▶ **Passage to read**:
——
R6 vs GSXR 750 Best Middleweight Superbike
Choosing A Great Midrange SuperBike
In this Yamaha R6 vs. Suzuki GSXR 750 review, we check out two outstanding middleweight bikes that have been dominating the biking world for decades. We compare them to a list of factors and tell you which is the better one.
If you are new to the world of superbikes then you are probably asking the million-dollar question, does displacement really matter? Is a bike that is lightweight, but with a lower displacement engine faster than one with a heavier engine?
The Yamaha R6 and the Suzuki GSX-750 have seen individual success in the biking world. Both are fantastic machines supported by an excellent engineering team that is keen on innovation. However, if you are given a chance to own only one then you need to have your facts right.
In this review, of R6 vs GSXR 750, we do just that. We compare the superbikes on a list of selected factors and tell you which is better.
What Are the Key Differences Between the R6 and GSXR 750?
|Model||GXSR 750||Yamaha R6|
|Exhaust pipes||SAES||Single exhaust|
|Maximum Power (HP)||148||122|
|Maximum Torque (Nm)||86.3||65.7|
|Maximum Speed||279.3||257 Km/h|
|Maximum Torque @rpm||11,200||10,500|
|Maximum Power @ rpm||12,800||14,500|
|Kerb Weight||163 kg||189 kg|
Yamaha R6 vs Suzuki GSXR 750 – How They Differ
The low engine cc for the R6 can cause one to underestimate the racing bike, but it is at revs of over 12,000 rpm that the engine roars to life. In fact, the R6 is well able to match the peak horsepower of the higher displacement GSXR 750.
——
Some items
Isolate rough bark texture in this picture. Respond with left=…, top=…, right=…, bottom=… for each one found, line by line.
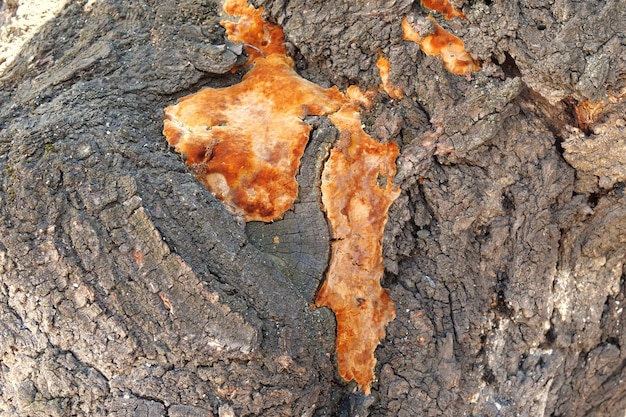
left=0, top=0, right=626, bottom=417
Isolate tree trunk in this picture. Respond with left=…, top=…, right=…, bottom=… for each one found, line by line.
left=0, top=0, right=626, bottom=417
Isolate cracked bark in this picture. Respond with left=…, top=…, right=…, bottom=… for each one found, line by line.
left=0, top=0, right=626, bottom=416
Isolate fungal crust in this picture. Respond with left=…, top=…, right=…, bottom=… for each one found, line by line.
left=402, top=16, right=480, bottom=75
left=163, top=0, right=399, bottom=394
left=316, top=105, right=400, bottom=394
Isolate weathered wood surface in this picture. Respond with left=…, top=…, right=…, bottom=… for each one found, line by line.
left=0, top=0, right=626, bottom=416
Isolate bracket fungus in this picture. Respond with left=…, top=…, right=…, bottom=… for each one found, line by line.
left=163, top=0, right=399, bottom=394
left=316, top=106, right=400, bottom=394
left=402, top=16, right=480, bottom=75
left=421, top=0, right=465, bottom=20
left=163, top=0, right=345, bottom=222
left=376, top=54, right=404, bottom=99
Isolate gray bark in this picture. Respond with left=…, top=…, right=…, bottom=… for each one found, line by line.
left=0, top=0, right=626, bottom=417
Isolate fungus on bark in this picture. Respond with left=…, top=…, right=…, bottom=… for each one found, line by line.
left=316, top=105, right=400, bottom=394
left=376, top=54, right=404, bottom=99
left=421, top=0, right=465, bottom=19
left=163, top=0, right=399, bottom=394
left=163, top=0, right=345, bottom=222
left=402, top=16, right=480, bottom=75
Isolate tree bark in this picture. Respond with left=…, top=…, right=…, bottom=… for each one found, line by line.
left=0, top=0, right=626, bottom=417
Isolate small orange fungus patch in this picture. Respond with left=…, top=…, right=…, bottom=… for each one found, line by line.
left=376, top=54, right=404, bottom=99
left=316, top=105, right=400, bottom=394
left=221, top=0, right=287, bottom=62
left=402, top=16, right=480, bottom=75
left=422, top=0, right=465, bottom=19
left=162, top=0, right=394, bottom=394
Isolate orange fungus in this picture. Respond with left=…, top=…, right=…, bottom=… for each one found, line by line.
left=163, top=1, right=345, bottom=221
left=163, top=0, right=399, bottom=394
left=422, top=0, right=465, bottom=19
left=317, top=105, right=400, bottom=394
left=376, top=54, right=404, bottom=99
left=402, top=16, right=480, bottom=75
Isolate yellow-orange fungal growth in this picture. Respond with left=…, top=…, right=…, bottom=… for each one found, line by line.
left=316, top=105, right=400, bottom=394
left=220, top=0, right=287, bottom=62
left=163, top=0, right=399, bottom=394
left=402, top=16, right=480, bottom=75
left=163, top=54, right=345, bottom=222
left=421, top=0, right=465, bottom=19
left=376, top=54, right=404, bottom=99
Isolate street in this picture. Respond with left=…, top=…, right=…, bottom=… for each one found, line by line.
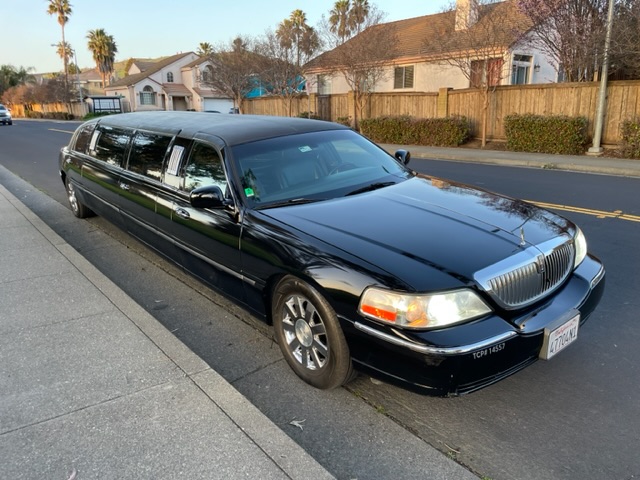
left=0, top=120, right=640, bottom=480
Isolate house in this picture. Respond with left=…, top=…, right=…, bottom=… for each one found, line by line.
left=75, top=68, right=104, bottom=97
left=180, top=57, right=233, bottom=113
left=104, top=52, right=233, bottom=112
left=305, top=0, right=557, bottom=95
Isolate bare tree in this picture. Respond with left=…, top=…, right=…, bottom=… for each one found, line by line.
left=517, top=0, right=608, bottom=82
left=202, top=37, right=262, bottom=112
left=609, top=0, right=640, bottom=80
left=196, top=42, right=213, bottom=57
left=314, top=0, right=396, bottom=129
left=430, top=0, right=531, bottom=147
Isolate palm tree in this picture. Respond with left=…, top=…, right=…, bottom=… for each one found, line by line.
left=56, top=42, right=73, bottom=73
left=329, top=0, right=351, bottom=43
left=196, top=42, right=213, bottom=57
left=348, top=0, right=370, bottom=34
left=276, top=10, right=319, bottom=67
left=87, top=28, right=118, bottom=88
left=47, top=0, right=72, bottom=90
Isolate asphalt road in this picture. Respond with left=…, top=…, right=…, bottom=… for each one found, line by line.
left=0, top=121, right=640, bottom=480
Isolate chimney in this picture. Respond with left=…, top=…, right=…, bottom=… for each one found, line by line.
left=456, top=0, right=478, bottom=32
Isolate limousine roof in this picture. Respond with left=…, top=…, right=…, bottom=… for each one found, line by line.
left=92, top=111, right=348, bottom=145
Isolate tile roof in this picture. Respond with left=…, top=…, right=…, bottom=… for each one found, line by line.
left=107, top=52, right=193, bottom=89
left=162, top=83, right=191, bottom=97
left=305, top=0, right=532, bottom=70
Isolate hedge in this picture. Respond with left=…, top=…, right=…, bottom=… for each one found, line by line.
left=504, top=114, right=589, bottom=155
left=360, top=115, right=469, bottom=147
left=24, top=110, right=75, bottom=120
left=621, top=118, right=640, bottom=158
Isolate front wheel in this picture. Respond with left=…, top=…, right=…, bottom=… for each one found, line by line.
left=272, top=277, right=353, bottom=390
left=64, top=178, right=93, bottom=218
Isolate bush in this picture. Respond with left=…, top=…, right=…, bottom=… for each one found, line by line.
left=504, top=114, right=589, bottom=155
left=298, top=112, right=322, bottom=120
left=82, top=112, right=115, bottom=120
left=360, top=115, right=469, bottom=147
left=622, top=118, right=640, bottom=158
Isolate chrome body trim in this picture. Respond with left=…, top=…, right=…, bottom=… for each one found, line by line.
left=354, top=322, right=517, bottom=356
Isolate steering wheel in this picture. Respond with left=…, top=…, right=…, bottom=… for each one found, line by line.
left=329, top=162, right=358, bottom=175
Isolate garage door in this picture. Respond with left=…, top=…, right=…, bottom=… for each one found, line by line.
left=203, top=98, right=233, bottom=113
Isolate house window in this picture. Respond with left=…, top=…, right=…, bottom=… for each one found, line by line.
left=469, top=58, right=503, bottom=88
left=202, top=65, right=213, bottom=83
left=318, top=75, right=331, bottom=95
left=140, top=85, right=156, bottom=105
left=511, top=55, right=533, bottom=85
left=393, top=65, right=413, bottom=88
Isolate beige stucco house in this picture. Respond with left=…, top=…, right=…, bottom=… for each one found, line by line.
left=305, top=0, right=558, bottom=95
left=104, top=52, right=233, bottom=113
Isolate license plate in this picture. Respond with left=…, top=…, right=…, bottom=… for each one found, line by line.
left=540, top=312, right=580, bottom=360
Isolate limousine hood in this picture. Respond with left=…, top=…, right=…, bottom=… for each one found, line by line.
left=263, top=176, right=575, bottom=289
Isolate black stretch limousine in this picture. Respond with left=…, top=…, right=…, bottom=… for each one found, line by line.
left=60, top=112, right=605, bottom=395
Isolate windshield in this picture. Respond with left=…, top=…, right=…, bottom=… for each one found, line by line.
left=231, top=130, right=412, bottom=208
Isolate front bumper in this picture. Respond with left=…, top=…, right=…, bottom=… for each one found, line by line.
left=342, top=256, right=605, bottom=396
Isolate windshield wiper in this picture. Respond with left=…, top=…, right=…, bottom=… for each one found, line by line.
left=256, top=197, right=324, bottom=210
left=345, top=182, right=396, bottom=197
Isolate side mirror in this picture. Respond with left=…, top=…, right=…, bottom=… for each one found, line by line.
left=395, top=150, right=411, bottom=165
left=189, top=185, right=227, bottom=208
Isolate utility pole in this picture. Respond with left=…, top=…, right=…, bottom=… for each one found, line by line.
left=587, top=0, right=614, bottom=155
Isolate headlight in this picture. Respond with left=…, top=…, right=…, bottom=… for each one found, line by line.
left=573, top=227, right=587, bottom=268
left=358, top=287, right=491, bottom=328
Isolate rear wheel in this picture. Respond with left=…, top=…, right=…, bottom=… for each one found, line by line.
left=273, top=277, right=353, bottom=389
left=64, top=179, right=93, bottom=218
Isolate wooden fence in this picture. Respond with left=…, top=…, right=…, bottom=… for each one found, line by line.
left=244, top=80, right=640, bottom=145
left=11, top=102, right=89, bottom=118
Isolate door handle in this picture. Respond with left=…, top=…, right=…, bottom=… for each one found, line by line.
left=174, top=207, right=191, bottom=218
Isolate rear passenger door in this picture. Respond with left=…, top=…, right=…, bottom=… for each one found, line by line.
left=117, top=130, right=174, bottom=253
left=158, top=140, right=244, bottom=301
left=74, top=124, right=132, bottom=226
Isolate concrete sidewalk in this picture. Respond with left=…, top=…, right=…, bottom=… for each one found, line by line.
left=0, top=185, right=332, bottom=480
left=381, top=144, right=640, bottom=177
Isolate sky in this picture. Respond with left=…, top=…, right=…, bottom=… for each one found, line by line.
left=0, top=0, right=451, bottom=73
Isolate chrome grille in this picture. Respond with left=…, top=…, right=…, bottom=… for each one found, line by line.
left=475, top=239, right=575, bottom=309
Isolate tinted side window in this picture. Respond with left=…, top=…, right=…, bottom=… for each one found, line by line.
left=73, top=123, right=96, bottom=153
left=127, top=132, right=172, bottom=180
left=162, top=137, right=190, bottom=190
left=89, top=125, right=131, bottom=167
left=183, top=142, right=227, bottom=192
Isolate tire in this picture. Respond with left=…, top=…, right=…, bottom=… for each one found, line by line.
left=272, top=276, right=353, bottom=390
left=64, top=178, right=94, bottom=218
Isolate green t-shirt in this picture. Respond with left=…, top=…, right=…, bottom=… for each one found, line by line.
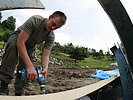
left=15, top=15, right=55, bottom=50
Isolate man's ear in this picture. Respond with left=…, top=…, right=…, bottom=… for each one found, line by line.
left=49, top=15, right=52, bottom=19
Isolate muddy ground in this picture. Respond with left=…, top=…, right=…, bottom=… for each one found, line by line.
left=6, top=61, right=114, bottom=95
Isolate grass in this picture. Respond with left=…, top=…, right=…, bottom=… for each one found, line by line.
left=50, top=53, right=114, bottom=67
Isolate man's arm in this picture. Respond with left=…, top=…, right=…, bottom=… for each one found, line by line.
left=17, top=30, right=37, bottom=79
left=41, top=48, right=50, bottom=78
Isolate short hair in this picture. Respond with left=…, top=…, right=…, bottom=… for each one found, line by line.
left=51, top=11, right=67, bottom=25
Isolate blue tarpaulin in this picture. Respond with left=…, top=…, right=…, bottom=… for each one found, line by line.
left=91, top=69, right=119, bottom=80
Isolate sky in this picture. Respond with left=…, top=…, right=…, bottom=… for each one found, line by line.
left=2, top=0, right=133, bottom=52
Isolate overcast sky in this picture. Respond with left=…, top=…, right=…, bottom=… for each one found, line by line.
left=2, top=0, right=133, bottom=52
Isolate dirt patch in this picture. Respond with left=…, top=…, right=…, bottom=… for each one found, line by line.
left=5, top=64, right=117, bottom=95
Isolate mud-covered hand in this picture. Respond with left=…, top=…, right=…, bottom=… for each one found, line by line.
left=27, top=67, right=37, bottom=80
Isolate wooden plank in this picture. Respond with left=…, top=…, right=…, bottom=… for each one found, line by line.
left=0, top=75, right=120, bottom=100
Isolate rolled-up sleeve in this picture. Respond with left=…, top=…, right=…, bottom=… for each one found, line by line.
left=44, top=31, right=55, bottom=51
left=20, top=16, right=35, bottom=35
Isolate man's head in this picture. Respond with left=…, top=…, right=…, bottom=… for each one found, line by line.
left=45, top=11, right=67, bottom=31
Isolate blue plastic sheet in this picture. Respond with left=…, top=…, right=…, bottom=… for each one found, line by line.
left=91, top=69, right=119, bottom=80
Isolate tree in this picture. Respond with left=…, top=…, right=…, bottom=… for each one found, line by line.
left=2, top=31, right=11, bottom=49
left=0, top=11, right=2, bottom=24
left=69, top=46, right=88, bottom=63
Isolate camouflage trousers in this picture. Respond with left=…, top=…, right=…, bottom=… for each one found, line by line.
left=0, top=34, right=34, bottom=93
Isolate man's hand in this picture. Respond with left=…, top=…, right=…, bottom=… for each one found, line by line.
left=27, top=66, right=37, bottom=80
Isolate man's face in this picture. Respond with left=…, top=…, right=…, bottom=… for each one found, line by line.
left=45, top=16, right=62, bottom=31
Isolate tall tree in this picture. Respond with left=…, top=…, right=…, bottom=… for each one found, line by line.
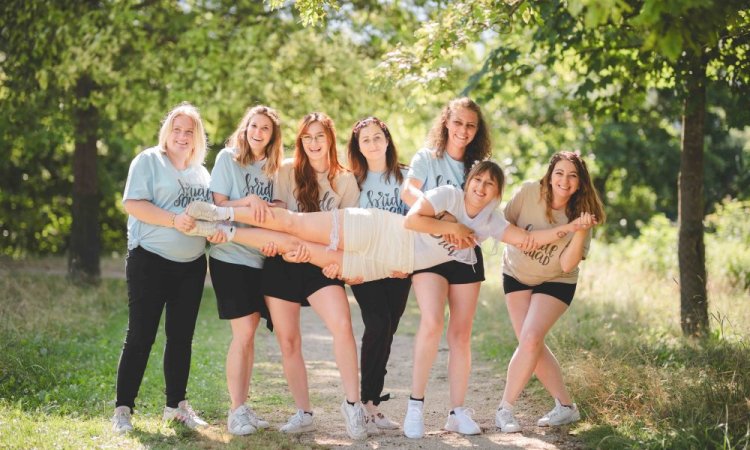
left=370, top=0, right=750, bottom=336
——
▶ **Requests**:
#1 According to the superbike review, at what revs does the R6's engine roar to life?
#2 Duplicate the stretch of the superbike review from "If you are new" through "a heavier engine?".

▶ **Exercise responses**:
#1 At revs of over 12,000 rpm.

#2
If you are new to the world of superbikes then you are probably asking the million-dollar question, does displacement really matter? Is a bike that is lightweight, but with a lower displacement engine faster than one with a heavier engine?